Passage:
————————

SUBJECT : Taxes: credits: small businesses
SUMMARY : Allows a credit, under both the Personal Income Tax
(PIT) Law and the Corporation Tax Law, equal to 20% of annual
workers' compensation premiums paid by a "qualified taxpayer"
during the taxable year. Specifically, this bill :
1)Allows, for each taxable year beginning on or after January 1,
2011, a credit equal to 20% of the total amount of annual
workers' compensation premiums paid by a "qualified taxpayer"
during the taxable year.
2)Defines a "qualified taxpayer" as any taxpayer that meets both
of the following requirements:
a) Except for a taxpayer who first commences doing business
in California during the taxable year, the taxpayer
employed a total of 20 or fewer employees as of the last
day of the preceding taxable year; and,
b) The taxpayer has gross receipts, less returns and
allowances, reportable to this state of $1,000,000 or less.

————————

(Dataset items)
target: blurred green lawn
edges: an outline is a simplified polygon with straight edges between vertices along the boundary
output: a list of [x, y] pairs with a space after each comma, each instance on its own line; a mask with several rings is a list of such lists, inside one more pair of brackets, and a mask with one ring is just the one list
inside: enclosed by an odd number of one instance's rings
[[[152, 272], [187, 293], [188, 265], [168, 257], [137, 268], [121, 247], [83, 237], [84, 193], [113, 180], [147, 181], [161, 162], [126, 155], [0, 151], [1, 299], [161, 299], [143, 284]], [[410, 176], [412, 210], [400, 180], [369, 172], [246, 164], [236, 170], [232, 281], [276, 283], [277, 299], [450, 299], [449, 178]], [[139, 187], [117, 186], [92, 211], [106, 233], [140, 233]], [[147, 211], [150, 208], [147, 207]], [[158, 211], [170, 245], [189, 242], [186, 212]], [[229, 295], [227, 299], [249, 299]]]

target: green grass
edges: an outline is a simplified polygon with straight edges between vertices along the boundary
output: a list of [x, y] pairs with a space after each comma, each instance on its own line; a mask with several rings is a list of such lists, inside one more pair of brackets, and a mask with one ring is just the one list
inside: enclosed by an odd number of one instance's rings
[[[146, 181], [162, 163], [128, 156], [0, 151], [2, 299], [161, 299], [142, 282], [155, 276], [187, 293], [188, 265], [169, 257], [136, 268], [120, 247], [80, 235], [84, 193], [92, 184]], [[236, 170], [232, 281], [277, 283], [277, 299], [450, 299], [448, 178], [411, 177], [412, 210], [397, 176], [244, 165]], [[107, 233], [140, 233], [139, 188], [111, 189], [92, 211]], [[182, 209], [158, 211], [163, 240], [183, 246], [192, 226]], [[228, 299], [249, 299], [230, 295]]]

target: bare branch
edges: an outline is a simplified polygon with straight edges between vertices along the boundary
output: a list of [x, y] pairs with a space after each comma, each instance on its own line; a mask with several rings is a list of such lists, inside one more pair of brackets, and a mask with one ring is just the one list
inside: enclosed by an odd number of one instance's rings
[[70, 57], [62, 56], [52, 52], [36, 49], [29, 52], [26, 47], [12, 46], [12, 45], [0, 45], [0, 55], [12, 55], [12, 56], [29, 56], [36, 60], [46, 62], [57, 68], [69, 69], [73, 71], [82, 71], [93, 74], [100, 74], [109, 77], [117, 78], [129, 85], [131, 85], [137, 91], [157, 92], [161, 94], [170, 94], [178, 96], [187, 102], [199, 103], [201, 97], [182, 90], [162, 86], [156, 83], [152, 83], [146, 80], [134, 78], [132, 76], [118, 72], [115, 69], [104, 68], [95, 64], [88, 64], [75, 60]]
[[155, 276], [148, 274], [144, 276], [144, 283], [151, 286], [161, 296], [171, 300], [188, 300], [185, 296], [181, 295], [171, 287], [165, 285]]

————————

Task statement: Write out the part of the bill summary above that opens with the words containing "during the taxable year. Specifically, this" and closes with "of $1,000,000 or less.", substituting "workers" for "employees" throughout.

Written reply:
during the taxable year. Specifically, this bill :
1)Allows, for each taxable year beginning on or after January 1,
2011, a credit equal to 20% of the total amount of annual
workers' compensation premiums paid by a "qualified taxpayer"
during the taxable year.
2)Defines a "qualified taxpayer" as any taxpayer that meets both
of the following requirements:
a) Except for a taxpayer who first commences doing business
in California during the taxable year, the taxpayer
employed a total of 20 or fewer workers as of the last
day of the preceding taxable year; and,
b) The taxpayer has gross receipts, less returns and
allowances, reportable to this state of $1,000,000 or less.